▸ **原文节选**

- - - - - - -

Codeforces-1131D：Gourmet choice（拓撲+並查集）

D. Gourmet choice
time limit per test 2 seconds
memory limit per test 256 megabytes
inputstandard input
outputstandard output
Mr. Apple, a gourmet, works as editor-in-chief of a gastronomic periodical. He travels around the world, tasting new delights of famous chefs from the most fashionable restaurants. Mr. Apple has his own signature method of review — in each restaurant Mr. Apple orders two sets of dishes on two different days. All the dishes are different, because Mr. Apple doesn’t like to eat the same food. For each pair of dishes from different days he remembers exactly which was better, or that they were of the same quality. After this the gourmet evaluates each dish with a positive integer.

Once, during a revision of a restaurant of Celtic medieval cuisine named «Poisson», that serves chestnut soup with fir, warm soda bread, spicy lemon pie and other folk food, Mr. Apple was very pleasantly surprised the gourmet with its variety of menu, and hence ordered too much. Now he’s confused about evaluating dishes.

The gourmet tasted a set of n dishes on the first day and a set of m dishes on the second day. He made a table a of size n×m, in which he described his impressions. If, according to the expert, dish i from the first set was better than dish j from the second set, then $a_{ij}$ is equal to “>”, in the opposite case aij is equal to “<”. Dishes also may be equally good, in this case $a_{ij}$ is “=”.

- - - - - - -

▸ **数据记录**
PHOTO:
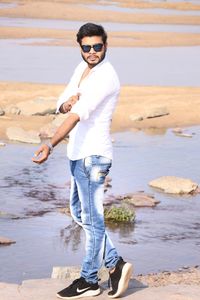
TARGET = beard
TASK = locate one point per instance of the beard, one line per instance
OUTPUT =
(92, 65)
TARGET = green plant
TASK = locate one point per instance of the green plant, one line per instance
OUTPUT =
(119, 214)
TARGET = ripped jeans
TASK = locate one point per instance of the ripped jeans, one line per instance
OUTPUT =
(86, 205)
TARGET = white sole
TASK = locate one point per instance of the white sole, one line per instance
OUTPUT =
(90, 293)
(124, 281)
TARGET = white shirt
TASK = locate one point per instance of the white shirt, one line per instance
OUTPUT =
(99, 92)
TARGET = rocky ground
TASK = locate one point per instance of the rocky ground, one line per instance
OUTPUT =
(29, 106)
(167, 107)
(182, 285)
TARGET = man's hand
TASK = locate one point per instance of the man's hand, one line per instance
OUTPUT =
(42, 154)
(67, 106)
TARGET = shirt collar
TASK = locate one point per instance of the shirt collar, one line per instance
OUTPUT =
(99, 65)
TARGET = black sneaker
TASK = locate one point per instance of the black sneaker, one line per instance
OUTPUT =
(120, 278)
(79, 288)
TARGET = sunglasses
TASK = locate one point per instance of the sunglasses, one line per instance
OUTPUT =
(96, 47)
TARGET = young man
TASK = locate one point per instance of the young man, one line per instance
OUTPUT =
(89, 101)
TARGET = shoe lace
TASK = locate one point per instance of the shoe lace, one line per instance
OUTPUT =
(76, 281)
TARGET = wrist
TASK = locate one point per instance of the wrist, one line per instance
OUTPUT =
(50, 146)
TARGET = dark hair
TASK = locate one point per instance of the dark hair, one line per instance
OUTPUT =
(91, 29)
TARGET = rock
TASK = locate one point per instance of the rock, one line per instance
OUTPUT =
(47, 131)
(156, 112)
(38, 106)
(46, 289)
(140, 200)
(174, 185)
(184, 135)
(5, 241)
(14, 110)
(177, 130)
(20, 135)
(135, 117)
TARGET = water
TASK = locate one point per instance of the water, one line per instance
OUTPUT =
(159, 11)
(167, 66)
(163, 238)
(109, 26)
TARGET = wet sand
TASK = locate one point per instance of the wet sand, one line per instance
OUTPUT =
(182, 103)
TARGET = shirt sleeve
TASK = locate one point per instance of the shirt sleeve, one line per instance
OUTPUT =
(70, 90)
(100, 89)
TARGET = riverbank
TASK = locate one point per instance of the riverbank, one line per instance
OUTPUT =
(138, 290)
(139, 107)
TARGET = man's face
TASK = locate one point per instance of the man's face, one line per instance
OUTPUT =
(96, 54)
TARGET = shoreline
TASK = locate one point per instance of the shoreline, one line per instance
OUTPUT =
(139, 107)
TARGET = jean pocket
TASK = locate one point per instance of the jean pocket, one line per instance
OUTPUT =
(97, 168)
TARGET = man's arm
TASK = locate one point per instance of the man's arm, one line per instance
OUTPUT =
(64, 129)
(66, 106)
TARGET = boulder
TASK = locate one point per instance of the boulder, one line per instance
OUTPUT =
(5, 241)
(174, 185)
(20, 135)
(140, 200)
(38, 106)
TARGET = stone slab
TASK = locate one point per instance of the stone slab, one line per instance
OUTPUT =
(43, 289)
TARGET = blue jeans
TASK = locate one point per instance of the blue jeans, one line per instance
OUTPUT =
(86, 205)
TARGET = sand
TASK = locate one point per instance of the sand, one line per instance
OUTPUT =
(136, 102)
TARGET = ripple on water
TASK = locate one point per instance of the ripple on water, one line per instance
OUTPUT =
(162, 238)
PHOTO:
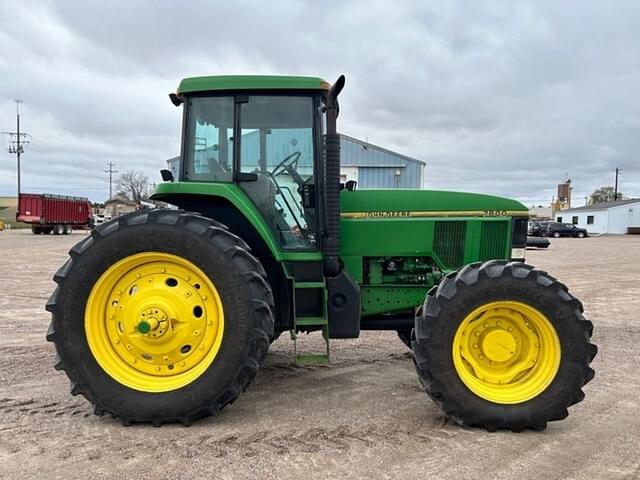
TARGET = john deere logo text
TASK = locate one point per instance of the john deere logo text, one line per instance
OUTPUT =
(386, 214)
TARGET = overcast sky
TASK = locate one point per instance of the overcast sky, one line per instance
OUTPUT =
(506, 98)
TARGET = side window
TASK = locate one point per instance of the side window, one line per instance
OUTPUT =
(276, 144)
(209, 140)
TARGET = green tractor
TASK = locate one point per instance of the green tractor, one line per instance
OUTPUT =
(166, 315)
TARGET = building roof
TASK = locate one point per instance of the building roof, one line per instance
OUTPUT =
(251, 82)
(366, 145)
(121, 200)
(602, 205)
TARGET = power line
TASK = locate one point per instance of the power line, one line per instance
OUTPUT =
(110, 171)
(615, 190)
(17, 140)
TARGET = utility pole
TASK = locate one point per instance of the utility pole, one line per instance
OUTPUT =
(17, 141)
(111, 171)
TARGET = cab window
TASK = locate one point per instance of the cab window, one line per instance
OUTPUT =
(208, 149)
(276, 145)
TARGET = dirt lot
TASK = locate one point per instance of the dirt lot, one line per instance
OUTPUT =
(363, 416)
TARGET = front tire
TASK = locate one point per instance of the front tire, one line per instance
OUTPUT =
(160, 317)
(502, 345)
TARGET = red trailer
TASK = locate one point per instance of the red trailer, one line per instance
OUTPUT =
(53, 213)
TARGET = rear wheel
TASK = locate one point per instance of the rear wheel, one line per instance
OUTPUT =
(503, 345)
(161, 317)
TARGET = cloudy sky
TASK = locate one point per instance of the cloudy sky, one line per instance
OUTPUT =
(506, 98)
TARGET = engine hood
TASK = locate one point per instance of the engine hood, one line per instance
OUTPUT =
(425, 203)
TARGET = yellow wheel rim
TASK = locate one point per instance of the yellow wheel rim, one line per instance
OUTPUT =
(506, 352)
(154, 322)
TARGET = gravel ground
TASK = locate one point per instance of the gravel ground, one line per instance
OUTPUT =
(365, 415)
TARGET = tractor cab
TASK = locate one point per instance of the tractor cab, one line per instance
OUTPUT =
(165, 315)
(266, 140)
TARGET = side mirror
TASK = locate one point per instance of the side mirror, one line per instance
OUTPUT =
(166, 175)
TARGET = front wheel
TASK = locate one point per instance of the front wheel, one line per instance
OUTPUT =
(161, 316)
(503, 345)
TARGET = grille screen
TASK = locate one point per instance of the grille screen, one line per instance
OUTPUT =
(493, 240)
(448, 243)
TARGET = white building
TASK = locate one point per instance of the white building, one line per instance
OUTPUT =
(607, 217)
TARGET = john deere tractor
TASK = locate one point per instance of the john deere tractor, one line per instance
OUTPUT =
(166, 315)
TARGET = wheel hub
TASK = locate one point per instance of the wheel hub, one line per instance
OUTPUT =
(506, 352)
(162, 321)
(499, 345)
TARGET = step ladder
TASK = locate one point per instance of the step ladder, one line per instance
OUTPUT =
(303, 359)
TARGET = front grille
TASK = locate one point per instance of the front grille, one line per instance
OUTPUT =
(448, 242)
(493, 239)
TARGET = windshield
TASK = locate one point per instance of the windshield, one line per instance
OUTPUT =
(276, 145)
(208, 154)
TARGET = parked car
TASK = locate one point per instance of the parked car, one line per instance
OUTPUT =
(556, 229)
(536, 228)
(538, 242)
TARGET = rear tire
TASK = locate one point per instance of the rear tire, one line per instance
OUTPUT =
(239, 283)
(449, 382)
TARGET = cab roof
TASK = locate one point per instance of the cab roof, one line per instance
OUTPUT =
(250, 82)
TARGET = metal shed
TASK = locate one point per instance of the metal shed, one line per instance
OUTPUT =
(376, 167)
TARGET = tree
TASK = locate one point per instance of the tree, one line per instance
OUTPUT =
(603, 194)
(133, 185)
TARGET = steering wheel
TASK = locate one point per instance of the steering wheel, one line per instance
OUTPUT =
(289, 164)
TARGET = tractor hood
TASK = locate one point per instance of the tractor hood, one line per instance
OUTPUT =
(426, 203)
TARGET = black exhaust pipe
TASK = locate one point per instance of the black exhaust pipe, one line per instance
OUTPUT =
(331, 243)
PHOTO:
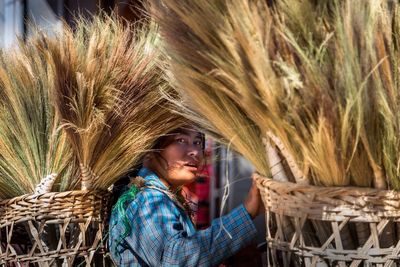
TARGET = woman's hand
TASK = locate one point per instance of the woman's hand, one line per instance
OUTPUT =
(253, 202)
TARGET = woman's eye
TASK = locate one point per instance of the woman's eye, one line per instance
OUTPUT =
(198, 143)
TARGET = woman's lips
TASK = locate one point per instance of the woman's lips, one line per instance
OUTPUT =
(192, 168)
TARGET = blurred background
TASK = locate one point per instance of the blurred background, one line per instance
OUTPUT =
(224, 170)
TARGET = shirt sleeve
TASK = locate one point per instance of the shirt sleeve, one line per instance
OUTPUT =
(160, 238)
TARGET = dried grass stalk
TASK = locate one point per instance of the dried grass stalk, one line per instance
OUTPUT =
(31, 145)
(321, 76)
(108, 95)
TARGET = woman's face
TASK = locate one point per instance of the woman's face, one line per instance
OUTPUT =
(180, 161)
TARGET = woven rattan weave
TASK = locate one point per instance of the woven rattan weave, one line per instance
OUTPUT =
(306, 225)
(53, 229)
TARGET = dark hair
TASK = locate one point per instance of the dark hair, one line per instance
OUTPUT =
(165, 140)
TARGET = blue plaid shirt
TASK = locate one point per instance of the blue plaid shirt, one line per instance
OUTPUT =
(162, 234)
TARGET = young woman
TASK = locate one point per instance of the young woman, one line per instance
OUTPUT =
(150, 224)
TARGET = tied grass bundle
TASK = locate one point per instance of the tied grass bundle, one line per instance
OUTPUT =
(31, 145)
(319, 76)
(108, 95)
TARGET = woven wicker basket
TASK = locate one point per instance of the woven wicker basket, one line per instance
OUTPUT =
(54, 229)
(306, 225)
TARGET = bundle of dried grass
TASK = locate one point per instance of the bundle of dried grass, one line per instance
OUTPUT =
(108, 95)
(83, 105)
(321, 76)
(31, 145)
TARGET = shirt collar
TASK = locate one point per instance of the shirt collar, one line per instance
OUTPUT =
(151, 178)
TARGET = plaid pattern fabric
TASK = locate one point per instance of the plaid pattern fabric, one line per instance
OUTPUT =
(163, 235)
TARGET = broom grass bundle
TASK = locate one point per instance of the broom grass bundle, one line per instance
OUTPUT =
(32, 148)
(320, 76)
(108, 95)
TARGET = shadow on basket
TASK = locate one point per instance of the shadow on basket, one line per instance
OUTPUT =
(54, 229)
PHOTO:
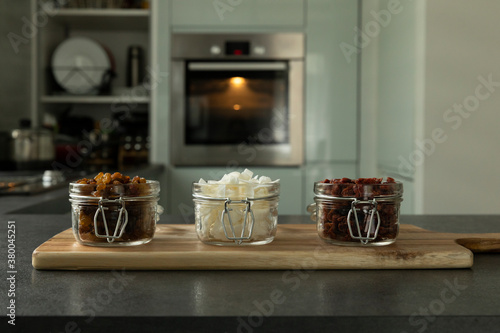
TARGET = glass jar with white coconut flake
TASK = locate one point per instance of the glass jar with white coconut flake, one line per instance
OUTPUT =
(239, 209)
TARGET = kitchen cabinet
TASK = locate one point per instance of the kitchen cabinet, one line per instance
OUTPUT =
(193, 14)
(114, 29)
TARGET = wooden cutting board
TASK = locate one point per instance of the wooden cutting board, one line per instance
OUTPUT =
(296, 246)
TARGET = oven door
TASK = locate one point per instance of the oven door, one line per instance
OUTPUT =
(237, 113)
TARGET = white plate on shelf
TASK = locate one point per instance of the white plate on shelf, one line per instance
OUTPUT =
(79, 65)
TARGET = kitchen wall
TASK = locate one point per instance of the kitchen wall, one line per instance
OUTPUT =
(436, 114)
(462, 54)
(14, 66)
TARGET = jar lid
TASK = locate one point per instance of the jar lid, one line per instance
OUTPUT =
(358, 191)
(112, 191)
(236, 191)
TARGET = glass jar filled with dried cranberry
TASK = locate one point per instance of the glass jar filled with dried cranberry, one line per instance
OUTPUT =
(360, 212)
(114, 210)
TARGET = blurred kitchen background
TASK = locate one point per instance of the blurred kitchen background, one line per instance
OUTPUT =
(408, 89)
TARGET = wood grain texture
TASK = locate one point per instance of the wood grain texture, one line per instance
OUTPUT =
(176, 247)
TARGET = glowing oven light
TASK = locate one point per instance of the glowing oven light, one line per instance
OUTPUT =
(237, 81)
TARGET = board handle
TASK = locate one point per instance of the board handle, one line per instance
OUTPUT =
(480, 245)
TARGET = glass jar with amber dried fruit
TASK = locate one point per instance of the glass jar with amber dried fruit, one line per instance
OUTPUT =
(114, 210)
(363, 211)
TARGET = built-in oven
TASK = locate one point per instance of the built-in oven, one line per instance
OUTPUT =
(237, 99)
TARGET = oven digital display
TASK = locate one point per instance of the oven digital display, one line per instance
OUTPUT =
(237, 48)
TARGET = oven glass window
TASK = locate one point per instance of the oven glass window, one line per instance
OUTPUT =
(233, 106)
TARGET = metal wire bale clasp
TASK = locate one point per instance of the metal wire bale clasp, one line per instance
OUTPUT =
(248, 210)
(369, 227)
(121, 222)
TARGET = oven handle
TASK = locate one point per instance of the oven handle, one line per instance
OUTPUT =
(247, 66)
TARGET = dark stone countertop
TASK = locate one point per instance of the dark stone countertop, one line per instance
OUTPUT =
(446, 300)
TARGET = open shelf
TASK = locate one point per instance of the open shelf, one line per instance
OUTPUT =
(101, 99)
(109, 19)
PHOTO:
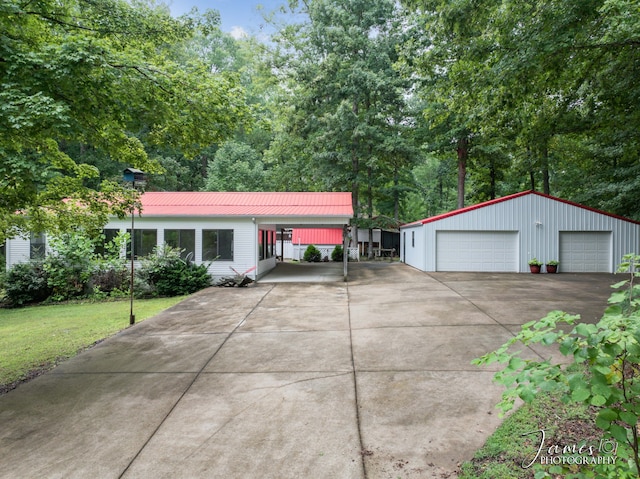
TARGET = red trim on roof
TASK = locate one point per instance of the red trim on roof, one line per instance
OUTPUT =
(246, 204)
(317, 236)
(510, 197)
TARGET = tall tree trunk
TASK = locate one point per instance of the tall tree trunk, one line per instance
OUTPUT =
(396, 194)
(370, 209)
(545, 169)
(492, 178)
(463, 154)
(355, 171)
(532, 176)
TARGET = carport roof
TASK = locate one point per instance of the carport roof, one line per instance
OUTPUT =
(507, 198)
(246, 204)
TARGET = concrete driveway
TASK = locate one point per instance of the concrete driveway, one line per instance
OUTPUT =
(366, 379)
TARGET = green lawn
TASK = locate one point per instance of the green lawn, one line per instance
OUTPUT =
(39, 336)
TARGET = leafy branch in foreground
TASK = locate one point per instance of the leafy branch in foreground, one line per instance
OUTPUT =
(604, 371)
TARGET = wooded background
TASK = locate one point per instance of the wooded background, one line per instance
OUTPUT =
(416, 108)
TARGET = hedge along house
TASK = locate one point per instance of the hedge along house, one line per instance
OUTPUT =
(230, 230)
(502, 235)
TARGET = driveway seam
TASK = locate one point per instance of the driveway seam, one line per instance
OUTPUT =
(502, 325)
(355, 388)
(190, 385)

- - - - - - -

▸ **任务说明**
**a.** 原文节选提到名为 «Poisson» 的餐厅供应若干菜品，请列出文中点名的所有菜品。
**b.** 根据原文节选回答：
(i) 每个测试点的时间限制是多少？
(ii) «Poisson» 是一家供应什么菜系的餐厅？
(iii) 记录评价的表格 a 的规模是多少？

▸ **参考答案**
**a.**
chestnut soup with fir
warm soda bread
spicy lemon pie

**b.**
(i) 2 秒（2 seconds）。
(ii) 凯尔特中世纪菜系（Celtic medieval cuisine）。
(iii) n×m。